* **Work instructions**:
[1] Reproduce everything in the passage on the film Chapters from "Chapters is a" down to "the other way.".
[2] From the passage on the film Chapters, list every person credited with a role behind the camera (writing, directing, producing, music, cinematography or editing), leaving out the cast.
[3] Pick up the passage on the film Chapters after its final sentence and continue writing it.

+++ Passage shown +++

Chapters is a 2012 Indian Malayalam-language film written and directed by debutant director Sunil Ibrahim. The dialogues were written by duo M. R. Vibin and Suhail Ibrahim. The film features an ensemble cast consisting of Sreenivasan, Nivin Pauly, Hemanth Menon, Vijeesh, Dharmajan Bolgatty, Vineeth Kumar, Shine Tom Chacko, Aju Varghese, Riya Saira, Rejith Menon, Gauthami Nair, K. P. A. C. Lalitha, and Lena. In a narrative structure similar to hyperlink cinema, the film consists of four "chapters", each related to the other in some or the other way.
The film is produced by Shafeer Sait under the banner of Qurban Films in association with Campus Oaks and features music composed by Mejo Joseph. The cinematography is handled by Krish Kymal and editing by V. Saajan. Campus Oaks is an entertainment company, conceptualised and driven by students of the 1995 batch of NSS College of Engineering, Palakkad.

+++ Extracted material +++

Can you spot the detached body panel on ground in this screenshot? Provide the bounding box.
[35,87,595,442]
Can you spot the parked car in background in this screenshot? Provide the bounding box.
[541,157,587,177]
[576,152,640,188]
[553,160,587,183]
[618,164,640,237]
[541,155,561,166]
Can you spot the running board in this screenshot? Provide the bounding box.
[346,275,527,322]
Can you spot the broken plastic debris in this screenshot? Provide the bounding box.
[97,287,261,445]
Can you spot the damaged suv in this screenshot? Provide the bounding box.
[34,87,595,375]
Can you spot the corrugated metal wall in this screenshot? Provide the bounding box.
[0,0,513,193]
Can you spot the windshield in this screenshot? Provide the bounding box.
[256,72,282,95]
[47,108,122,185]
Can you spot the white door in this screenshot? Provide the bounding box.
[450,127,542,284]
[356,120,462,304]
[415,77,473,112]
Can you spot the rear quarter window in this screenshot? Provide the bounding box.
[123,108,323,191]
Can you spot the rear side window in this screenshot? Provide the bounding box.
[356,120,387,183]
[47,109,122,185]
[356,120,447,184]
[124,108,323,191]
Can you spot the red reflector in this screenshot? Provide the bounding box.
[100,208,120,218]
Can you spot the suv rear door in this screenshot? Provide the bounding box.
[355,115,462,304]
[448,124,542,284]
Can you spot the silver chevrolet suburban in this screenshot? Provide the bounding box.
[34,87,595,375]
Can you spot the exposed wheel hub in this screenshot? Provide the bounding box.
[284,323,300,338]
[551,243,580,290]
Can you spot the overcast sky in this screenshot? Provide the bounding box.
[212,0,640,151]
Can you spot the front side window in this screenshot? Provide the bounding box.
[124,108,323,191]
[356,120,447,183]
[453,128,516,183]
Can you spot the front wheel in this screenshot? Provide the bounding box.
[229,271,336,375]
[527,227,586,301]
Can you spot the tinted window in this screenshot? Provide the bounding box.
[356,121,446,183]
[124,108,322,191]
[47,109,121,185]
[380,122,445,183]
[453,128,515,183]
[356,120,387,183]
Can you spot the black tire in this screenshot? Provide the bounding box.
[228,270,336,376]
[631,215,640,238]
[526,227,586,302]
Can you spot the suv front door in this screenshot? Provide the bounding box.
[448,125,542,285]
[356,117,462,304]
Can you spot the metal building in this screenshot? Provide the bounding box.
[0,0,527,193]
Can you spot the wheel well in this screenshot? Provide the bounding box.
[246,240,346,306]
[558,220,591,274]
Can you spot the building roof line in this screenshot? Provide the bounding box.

+++

* **Exercise responses**:
[1]
Chapters is a 2012 Indian Malayalam-language film written and directed by debutant director Sunil Ibrahim. The dialogues were written by duo M. R. Vibin and Suhail Ibrahim. The film features an ensemble cast consisting of Sreenivasan, Nivin Pauly, Hemanth Menon, Vijeesh, Dharmajan Bolgatty, Vineeth Kumar, Shine Tom Chacko, Aju Varghese, Riya Saira, Rejith Menon, Gauthami Nair, K. P. A. C. Lalitha, and Lena. In a narrative structure similar to hyperlink cinema, the film consists of four "chapters", each related to the other in some or the other way.

[2]
- Sunil Ibrahim
- M. R. Vibin
- Suhail Ibrahim
- Shafeer Sait
- Mejo Joseph
- Krish Kymal
- V. Saajan

[3]
The film was released on 7 December 2012 to positive reviews.

==Plot==
The film is narrated in textbook format with every new link to the story presented as a new chapter.

The first chapter talks about four friends, Krishna Kumar, Anwar, Joby, and Kannan, who are unemployed and in need of quick money. To make some money for Krishna Kumar's sister's wedding, they venture out for a risky adventure that will make them rich. It all works out well until the end when their plan goes all awry.

The second chapter is about a long bus journey. Sethu, a middle-aged man, is on his way to the hospital, where his young son awaits surgery and chemotherapy. Because he is carrying a huge sum of money for his young son's cancer treatment, Sethu is nervous and suspicious of his fellow passengers. Meanwhile, he strikes up a conversation with an old lady sitting next to him who reveals that she has a son who is in jail.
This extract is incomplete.